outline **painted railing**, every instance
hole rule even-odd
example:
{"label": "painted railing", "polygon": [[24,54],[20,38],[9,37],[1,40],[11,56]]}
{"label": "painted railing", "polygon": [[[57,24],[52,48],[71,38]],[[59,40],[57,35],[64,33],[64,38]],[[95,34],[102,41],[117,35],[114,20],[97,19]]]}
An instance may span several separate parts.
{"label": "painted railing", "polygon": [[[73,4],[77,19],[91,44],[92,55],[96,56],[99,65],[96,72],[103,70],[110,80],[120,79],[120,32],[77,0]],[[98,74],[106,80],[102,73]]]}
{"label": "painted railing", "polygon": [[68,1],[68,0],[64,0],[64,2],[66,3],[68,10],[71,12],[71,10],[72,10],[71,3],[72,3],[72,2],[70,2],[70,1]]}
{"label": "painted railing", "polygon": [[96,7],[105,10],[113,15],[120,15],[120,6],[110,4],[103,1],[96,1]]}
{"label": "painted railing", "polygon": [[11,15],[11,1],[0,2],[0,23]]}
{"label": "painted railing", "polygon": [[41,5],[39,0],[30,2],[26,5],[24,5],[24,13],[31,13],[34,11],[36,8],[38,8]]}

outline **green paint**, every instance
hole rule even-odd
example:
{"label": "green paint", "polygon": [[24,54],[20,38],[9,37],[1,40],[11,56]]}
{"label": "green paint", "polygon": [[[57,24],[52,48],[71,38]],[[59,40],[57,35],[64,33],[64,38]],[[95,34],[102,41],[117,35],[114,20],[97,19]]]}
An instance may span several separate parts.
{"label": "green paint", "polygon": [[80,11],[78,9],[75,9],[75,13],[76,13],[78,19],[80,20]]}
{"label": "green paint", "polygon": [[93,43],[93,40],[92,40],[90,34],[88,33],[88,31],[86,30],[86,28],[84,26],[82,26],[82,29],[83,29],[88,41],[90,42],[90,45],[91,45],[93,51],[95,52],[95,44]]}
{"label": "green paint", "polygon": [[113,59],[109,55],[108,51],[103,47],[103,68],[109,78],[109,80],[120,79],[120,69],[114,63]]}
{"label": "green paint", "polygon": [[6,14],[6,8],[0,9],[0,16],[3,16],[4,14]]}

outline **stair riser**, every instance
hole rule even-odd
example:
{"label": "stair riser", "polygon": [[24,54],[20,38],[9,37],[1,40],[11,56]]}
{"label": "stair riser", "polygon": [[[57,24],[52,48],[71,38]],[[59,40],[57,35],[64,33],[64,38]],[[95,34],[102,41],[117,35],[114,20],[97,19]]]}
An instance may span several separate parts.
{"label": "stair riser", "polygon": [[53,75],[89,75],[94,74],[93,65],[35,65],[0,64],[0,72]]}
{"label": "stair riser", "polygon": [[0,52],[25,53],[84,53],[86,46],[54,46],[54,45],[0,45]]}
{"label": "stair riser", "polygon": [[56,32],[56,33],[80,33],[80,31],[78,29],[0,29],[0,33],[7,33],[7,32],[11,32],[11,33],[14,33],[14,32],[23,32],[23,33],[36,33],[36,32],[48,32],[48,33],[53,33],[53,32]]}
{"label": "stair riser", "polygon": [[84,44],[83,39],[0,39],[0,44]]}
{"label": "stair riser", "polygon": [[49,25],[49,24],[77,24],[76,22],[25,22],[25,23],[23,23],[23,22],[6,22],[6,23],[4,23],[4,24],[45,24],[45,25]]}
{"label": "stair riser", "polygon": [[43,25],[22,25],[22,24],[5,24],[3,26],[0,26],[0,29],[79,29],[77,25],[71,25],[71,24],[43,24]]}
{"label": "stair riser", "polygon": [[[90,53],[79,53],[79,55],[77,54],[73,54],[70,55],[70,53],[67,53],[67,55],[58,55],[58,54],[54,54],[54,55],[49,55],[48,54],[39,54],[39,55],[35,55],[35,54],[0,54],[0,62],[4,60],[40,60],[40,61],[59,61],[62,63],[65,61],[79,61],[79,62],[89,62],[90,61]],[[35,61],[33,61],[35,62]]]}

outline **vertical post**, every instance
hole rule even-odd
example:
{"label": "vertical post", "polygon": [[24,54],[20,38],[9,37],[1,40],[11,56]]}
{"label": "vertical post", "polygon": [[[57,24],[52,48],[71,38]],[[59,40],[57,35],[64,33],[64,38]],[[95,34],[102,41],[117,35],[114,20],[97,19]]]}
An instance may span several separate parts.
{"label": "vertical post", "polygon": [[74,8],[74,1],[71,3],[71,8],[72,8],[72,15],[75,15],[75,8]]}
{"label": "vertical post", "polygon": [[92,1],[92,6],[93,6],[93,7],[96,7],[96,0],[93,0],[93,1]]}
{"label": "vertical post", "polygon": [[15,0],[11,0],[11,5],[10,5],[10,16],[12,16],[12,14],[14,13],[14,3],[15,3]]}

□ □ □

* _Task_: Every record is to be repeated exactly as it stands above.

* _Answer space_:
outline **painted railing**, every instance
hole rule even-odd
example:
{"label": "painted railing", "polygon": [[24,54],[20,38],[9,37],[1,40],[11,56]]}
{"label": "painted railing", "polygon": [[[57,24],[52,48],[71,38]],[[59,40],[57,35],[64,33],[64,38]],[[95,34],[102,41],[117,35],[114,20],[97,19]]]}
An instance may span several separate parts.
{"label": "painted railing", "polygon": [[[73,4],[77,19],[91,44],[92,55],[96,56],[99,65],[96,72],[103,70],[110,80],[120,79],[120,32],[77,0]],[[98,74],[106,80],[102,73]]]}
{"label": "painted railing", "polygon": [[68,1],[68,0],[64,0],[64,2],[66,3],[68,10],[71,12],[71,10],[72,10],[71,3],[72,3],[72,2],[70,2],[70,1]]}
{"label": "painted railing", "polygon": [[96,7],[105,10],[113,15],[120,15],[120,6],[110,4],[103,1],[96,1]]}
{"label": "painted railing", "polygon": [[11,15],[11,1],[0,2],[0,23]]}
{"label": "painted railing", "polygon": [[41,5],[39,0],[30,2],[26,5],[24,5],[24,13],[31,13],[34,11],[36,8],[38,8]]}

outline **green paint**, every instance
hole rule even-odd
example:
{"label": "green paint", "polygon": [[24,54],[20,38],[9,37],[1,40],[11,56]]}
{"label": "green paint", "polygon": [[[57,24],[52,48],[71,38]],[[59,40],[57,35],[64,33],[64,38]],[[95,34],[102,41],[117,35],[114,20],[97,19]]]}
An instance may span several separate parts.
{"label": "green paint", "polygon": [[80,11],[78,9],[75,9],[75,13],[76,13],[78,19],[80,20]]}
{"label": "green paint", "polygon": [[93,43],[93,40],[92,40],[90,34],[88,33],[88,31],[86,30],[86,28],[84,26],[82,26],[82,29],[83,29],[88,41],[90,42],[90,45],[91,45],[93,51],[95,52],[95,44]]}
{"label": "green paint", "polygon": [[113,59],[109,55],[108,51],[103,47],[103,68],[109,78],[109,80],[120,79],[120,69],[114,63]]}
{"label": "green paint", "polygon": [[6,14],[6,8],[0,9],[0,16],[3,16],[4,14]]}

outline **stair riser**, every instance
hole rule even-odd
example:
{"label": "stair riser", "polygon": [[24,54],[20,38],[9,37],[1,40],[11,56]]}
{"label": "stair riser", "polygon": [[[57,24],[52,48],[71,38]],[[59,40],[57,35],[64,33],[64,38]],[[95,34],[102,41],[117,35],[114,20],[97,19]]]}
An instance may span several separate parts.
{"label": "stair riser", "polygon": [[53,75],[89,75],[94,74],[93,65],[35,65],[0,64],[0,72]]}
{"label": "stair riser", "polygon": [[0,52],[25,53],[84,53],[86,46],[54,46],[54,45],[0,45]]}
{"label": "stair riser", "polygon": [[56,32],[56,33],[80,33],[80,31],[78,29],[0,29],[0,33],[7,33],[7,32],[11,32],[11,33],[14,33],[14,32],[23,32],[23,33],[36,33],[36,32],[48,32],[48,33],[53,33],[53,32]]}
{"label": "stair riser", "polygon": [[84,44],[83,39],[0,39],[0,44]]}
{"label": "stair riser", "polygon": [[49,25],[49,24],[77,24],[76,22],[25,22],[25,23],[23,23],[23,22],[6,22],[6,23],[4,23],[4,24],[45,24],[45,25]]}
{"label": "stair riser", "polygon": [[43,25],[22,25],[22,24],[5,24],[3,26],[0,26],[0,29],[79,29],[77,25],[71,25],[71,24],[43,24]]}
{"label": "stair riser", "polygon": [[[90,53],[79,53],[79,55],[77,54],[73,54],[70,55],[70,53],[67,53],[67,55],[58,55],[58,54],[54,54],[54,55],[49,55],[48,54],[39,54],[39,55],[35,55],[35,54],[0,54],[0,62],[4,60],[40,60],[40,61],[59,61],[62,63],[65,61],[79,61],[79,62],[89,62],[90,61]],[[35,61],[33,61],[35,62]]]}

outline **vertical post**, every instance
hole rule even-odd
example:
{"label": "vertical post", "polygon": [[24,54],[20,38],[9,37],[1,40],[11,56]]}
{"label": "vertical post", "polygon": [[[57,24],[52,48],[71,38]],[[59,40],[57,35],[64,33],[64,38]],[[95,34],[102,41],[117,35],[114,20],[97,19]]]}
An instance may span several separate parts.
{"label": "vertical post", "polygon": [[74,8],[74,1],[71,3],[71,8],[72,8],[72,15],[75,15],[75,8]]}
{"label": "vertical post", "polygon": [[92,1],[92,6],[93,6],[93,7],[96,7],[96,0],[93,0],[93,1]]}
{"label": "vertical post", "polygon": [[15,0],[11,0],[11,5],[10,5],[10,16],[12,16],[12,14],[14,13],[14,3],[15,3]]}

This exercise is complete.